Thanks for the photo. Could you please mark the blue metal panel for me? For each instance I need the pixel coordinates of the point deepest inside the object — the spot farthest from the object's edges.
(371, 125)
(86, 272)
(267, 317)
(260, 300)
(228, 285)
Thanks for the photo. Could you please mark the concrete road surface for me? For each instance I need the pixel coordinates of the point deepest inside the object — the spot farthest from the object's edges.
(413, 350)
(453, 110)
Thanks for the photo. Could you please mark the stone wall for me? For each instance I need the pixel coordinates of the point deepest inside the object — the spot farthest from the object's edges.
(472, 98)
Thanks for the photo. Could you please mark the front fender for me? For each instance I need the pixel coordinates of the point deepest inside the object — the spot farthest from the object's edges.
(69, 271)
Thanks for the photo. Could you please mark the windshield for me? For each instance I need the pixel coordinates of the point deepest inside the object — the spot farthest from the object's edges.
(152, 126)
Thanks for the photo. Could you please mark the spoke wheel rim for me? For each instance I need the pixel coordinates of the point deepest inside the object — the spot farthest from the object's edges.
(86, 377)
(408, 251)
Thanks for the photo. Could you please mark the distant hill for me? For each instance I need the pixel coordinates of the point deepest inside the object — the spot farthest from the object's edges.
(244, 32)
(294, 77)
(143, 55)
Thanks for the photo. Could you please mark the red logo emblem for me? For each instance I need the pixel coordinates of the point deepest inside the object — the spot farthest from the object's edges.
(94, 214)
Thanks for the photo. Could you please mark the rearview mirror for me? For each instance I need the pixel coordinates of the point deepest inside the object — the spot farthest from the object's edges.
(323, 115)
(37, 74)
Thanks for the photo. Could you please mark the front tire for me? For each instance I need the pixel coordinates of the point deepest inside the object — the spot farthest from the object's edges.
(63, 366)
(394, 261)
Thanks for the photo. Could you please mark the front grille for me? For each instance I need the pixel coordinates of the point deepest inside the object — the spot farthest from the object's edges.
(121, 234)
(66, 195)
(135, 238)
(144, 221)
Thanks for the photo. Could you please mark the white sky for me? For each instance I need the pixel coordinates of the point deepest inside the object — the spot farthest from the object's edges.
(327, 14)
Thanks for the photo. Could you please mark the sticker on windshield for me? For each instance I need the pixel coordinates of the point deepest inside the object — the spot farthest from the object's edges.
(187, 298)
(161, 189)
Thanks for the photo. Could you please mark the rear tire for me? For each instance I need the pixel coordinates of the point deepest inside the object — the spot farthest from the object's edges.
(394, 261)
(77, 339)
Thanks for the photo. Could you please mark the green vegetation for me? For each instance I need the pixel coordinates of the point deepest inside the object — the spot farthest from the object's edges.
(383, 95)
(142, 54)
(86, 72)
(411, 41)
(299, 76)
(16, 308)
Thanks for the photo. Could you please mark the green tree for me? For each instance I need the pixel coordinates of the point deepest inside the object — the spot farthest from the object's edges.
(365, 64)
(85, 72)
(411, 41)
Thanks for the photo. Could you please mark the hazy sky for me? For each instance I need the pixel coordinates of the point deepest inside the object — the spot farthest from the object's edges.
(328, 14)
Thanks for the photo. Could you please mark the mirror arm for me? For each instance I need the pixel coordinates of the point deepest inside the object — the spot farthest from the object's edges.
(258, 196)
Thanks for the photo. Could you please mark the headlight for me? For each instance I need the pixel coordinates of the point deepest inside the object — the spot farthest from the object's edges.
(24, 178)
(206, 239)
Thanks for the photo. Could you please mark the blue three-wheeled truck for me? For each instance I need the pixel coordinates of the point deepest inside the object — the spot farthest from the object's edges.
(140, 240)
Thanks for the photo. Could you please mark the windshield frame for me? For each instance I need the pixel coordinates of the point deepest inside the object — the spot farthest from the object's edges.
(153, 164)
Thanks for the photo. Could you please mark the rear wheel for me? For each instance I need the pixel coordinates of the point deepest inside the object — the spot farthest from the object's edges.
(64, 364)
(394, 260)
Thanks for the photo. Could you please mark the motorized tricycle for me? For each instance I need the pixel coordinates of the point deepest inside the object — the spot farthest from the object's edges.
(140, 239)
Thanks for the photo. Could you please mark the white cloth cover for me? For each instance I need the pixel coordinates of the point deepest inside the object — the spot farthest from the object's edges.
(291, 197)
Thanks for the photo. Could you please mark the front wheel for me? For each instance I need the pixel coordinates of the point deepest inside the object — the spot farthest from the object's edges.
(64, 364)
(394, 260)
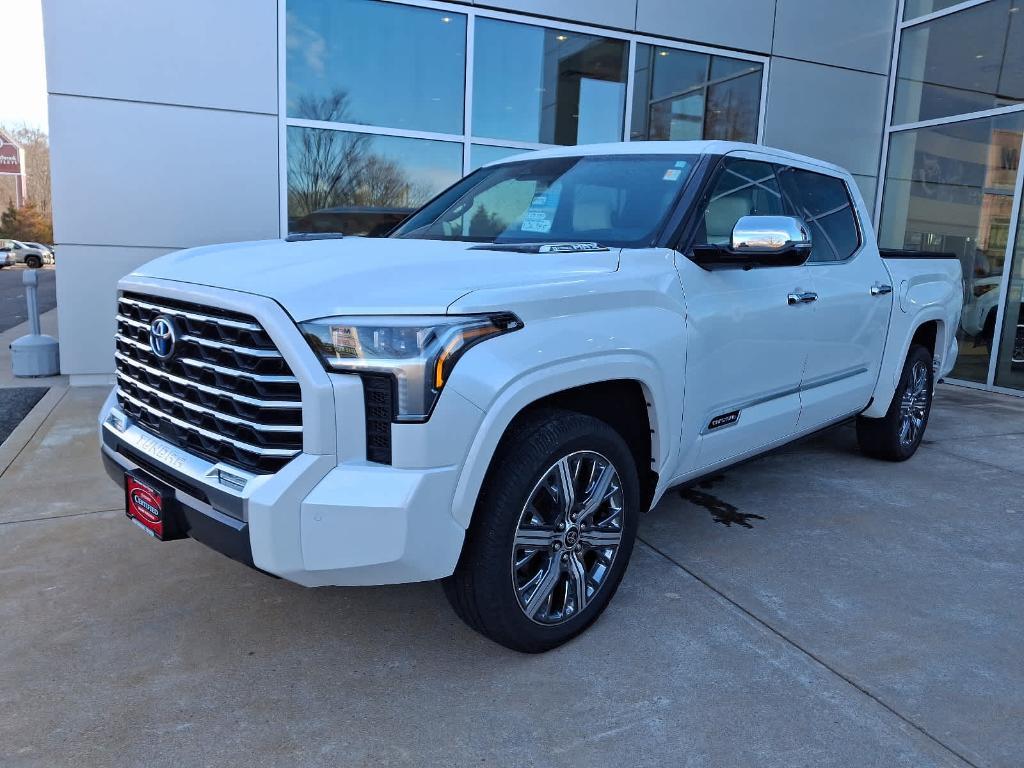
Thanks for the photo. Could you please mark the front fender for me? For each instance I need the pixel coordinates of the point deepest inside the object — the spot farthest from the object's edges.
(504, 376)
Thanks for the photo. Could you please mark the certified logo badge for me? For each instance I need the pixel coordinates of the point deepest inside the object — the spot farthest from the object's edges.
(163, 336)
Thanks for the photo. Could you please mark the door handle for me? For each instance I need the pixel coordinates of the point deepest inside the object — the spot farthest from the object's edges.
(805, 297)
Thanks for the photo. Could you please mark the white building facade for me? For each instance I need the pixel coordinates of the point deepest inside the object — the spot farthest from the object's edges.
(188, 123)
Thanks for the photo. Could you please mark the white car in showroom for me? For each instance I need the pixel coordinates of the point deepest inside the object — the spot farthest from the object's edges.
(494, 393)
(33, 255)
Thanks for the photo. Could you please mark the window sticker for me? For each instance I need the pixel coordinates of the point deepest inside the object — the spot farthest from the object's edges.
(541, 215)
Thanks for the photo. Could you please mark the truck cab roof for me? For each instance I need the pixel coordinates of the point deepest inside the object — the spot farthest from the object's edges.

Work instructions - All of the records above should be reproduced exactly, with the pictures left out.

Finished task -
Thanks for the photo. Could you please mark the blue metal panel for me? For each instance I need the pixel coordinates of the point deepest inside the object — the spot farthest from the object's edges.
(371, 125)
(86, 272)
(267, 317)
(260, 300)
(228, 285)
Thanks for the photo. Could you please mark the concrete road surface for me? For each instance I need the pixel coordinates of the point deepest inside the object — the spot farthest from the object's edges.
(413, 350)
(453, 110)
Thanks for the photo. Could you please mark the stone wall for me? For each instance I need the pixel coordinates of the point deepest inside the object — the spot farthest from the object's edges.
(472, 98)
Thanks for the photo. Could you please mark the front fender for me? For each instance I need the pixel coordinates of the point deepest inside the object — the spot farthest from the object's edges.
(69, 271)
Thanks for the photo. Could you please mark the windshield for me? For each instance I need the pixel coordinates of the point deepest inside the object — the spot farthest from the object's edges.
(152, 126)
Thanks for the photo. Could you please mark the spoke wheel rim for me? For each instance I need the pixel coordinates of the point deepest inside the object — the spot farthest from the object's edges.
(86, 377)
(408, 251)
Thanks for the photo. Could you please mark the distant hill for me? For each instance I need the pixel coordinates of the point deepest inside the object — the spot farthest from the object's edges.
(244, 32)
(294, 77)
(143, 55)
Thanks for the photo. Could you please mark the red logo emblem for me? For each instance I need the pixel coordinates of the point deepest inside the object — the spot farthest from the object's edges.
(94, 214)
Thanks for the photo. Could you please mark the rearview mirror for me? For each instance I need the pixel coordinates of the point deepest inside the object — the spot farthest from the object's edges.
(323, 115)
(37, 74)
Thanks for the photo. Could you please mark the front tire for me? For each instance I need the pixel coordinates of the point deepest inside the object — the spot farthest from the object's edges.
(63, 366)
(394, 261)
Thanks for the photo. Could you please mark the front grille for me? For each instance I need the pixel coordinates of the point deepest inside the object — the spot farthest from the object's edges.
(121, 234)
(66, 195)
(135, 238)
(144, 221)
Thanks for the photo. Could you please mark the white sky for me? For each instance I need the pixel coordinates of the point deepest inside the object — the spot farthest from the object's edges.
(327, 14)
Thanks for the photo. Could you please mark the sticker on windshield for me? For each instance I need the pixel coordinates of the point deepest inside the object — the spot farthest from the object's edges.
(187, 298)
(161, 189)
Thanks for the photo. Could you please mark the rear tire for me? For each instance I need the pixel coordinates of the point deepest inside the object — the spot farthest from the object's edges.
(394, 261)
(77, 339)
Thanks for the photo. Could you please mark the green vegetation for me? For each instance I need the pixel coordinates of the point deepest inside the object — the spot farthest from the object's edges.
(383, 95)
(142, 54)
(86, 72)
(411, 41)
(299, 76)
(16, 308)
Thanks for the photo. Could you please mark the green tree for me? For each instance I need the pixel coordinates of the point deepest inside the object — the spot farthest from the object's edges.
(365, 64)
(85, 72)
(411, 41)
Thanks for the photo. Could you please mark the hazy sky for me? For each instance I need the pixel coordinates of the point deepest inside the object — the spot farthest from the object's edges.
(328, 14)
Thanks for the photo. Could you please mark the mirror arm for me? For each instance I need the pixel coordinates of the point deepest inside the object — the spot farthest from the object's edges.
(258, 196)
Thanks for the photo. Could you please mark the headlight for me? For each instance I need the pixel coordinates of the point deepest inside the object — the spot farthest from the object's edges.
(24, 178)
(206, 239)
Thanks for the photo. Could you please mark the blue three-wheeled truck for me? For each instance I need the pixel coordinates of the point deepest inside the object — the spot farthest from the object's edges.
(140, 240)
Thanks for the photo. Could you please mark the windshield frame for me? For each instance I need the pixel coordinates of the point deepest inside the object — the spot farthest from the object's edges.
(153, 164)
Thanks for the photo. Could you please mark the rear wheel for me? For each instance I need the pixel coordinates of the point deepest inside the object — the spot farthest from the object's edges.
(64, 364)
(394, 260)
Thanks for the photo. Could you please mark the motorized tricycle for me? For each instance I need the pixel coordinates of the point deepest inside the object — the spot farthest from the object's edges.
(140, 239)
Thanks for the photo. Could you please mark the white cloth cover for me? For each instance I need the pixel coordinates of the point deepest inside the object — the spot farthest from the object's edges.
(291, 197)
Thanks for the photo. Could you please mark the front wheel for me? For each instance I need the pixel coordinates of the point deepest inside the object — the spot farthest from the object's edges.
(64, 364)
(394, 260)
Thanks for the photo. Could you please mark the front fender for me? For each instance I need the pixel coordinates of the point deepest inside the object — the spot farthest from the object's edges.
(504, 376)
Thanks for the photo. Could you please mark the certified logo badge for me? For each instance I need the pixel coordinates of the point deepest inside the object — the spot farthest from the object's edges.
(163, 336)
Thanks for the photo. Could you please mark the door handle for me? For each instance I need the pixel coordinates of the point deepest inside the object — the spot farthest from the object's edges.
(805, 297)
Thanks for the photo. Could you please mark the white building facade for me? For each instance I need the pixel coordinates of the point deepest inside the object — the spot farthest from the object's edges.
(188, 123)
Thanks for the photo. Could you please mark the white car in showroom for me? For each instance I need the pixel coordinates of the point deepest inside the object — the spot farthest from the object's edges.
(494, 393)
(33, 255)
Thanks for the photo. Could you please mark the window sticker for me? For each instance I need the pixel coordinates of the point deepest inside the object — the spot farthest from the object's edges.
(541, 215)
Thanks for the photo. Could you please mark the truck cab roof for me? For each instance I need the pixel coordinates of the point deepest inside the object — the spot farthest from the object's edges.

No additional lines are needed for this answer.